■ Tasks to perform:
1. In the mailing-list post on the postcolonial other, whose writing is said to discuss a trainer's dilemma when a dog seems to breach its training?
2. Carry the mailing-list post on the postcolonial other forward from its last line.

■ Excerpted text:
File spoon-archives/phillitcrit.archive/phillitcrit_1997/phillitcrit.9711, message 809


Date: Mon, 17 Nov 1997 14:36:32 -0800 (PST)
From: deaun <deaun-AT-unm.edu>
Subject: Re: PLC: Re: postcolonial other




On Sat, 1 Nov 1997, Laura Duhan Kaplan wrote:
> 
> Another connection is found in

> >negotiation with the hegemon is part of daily existence.  Any resistance
> >to the imperial authority is subject to punishment as a reaction against a
> >threat to authority or goes unheard because the language is not
> >acceptable/familiar to the hegemon.

> Where Hearne talks about the dilemma of the trainer/handler when a dog, in
> a difficult situation, does what seems to be a breach of training... 
> the Should the trainer/handler correct
> the dog, or let the possible mistake/misbehavior go uncorrected, in case it
> turns out not to be either a mistake or a misbehavior?

■ Given material:
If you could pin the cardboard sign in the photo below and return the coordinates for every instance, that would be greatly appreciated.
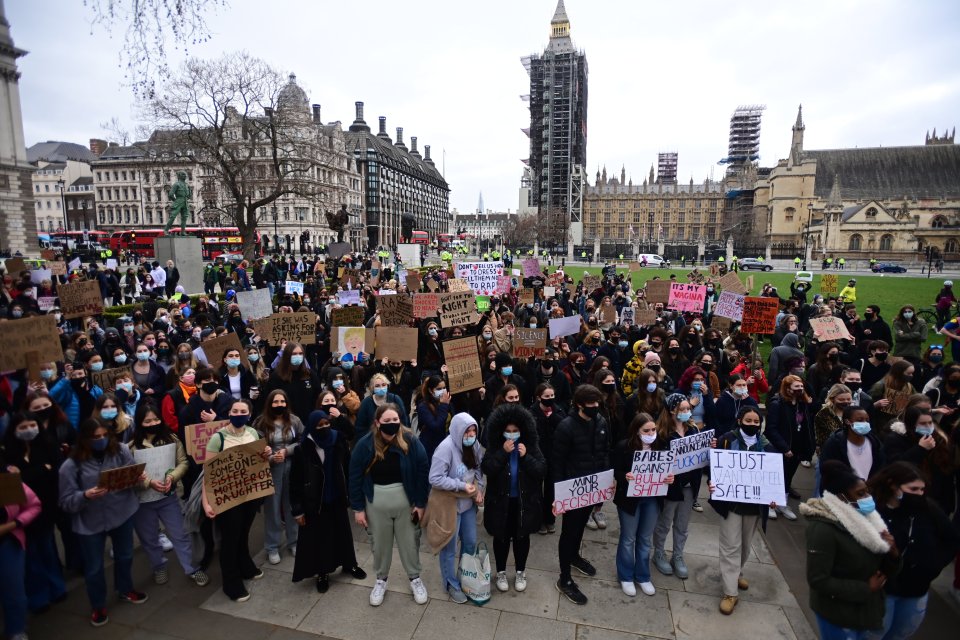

■ Results by task:
1. Hearne

2.
Well, people use dogs as instruments.  Insofar as the training is
intended to perfect the creature as an instrument for human purposes, then
it seems to me that correction would be reasonable.  After all, the
general success of the training is more important than the particular,
accidental success of the mistake.  As a compare and contrast with
colonization and racism I'd say that the proliferation of an image of an
"other" and the internalization of it by the colonized is a pretty fair
analogy.  The colonizers have instrumental purposes for the colonized and
seek to train the colonized for those purposes.  Mistakes are punished.
Dissent is squelched.  

Dogs are evolved from wolves.  If you leave even a well-trained dog alone
with enough provocation it will "revert" to its "natural" state...it will
kill sheep for example.  Training can always be overcome.  In this lies
the hope of future generations of post-colonized........

> One difference is that Hearne believes that working animals do want to
> enter into a working partnership with humans, and that the trainer has to
> begin by laying down a training vocabulary that will become a common
> language.  The trainer's job is both to teach the language and to be
> attentive to the ways in which the dog then uses it to enlarge their shared
> vocabulary, to say or do things that the trainer didn't teach.


Yes, this is reasonable within the confines of the given situation.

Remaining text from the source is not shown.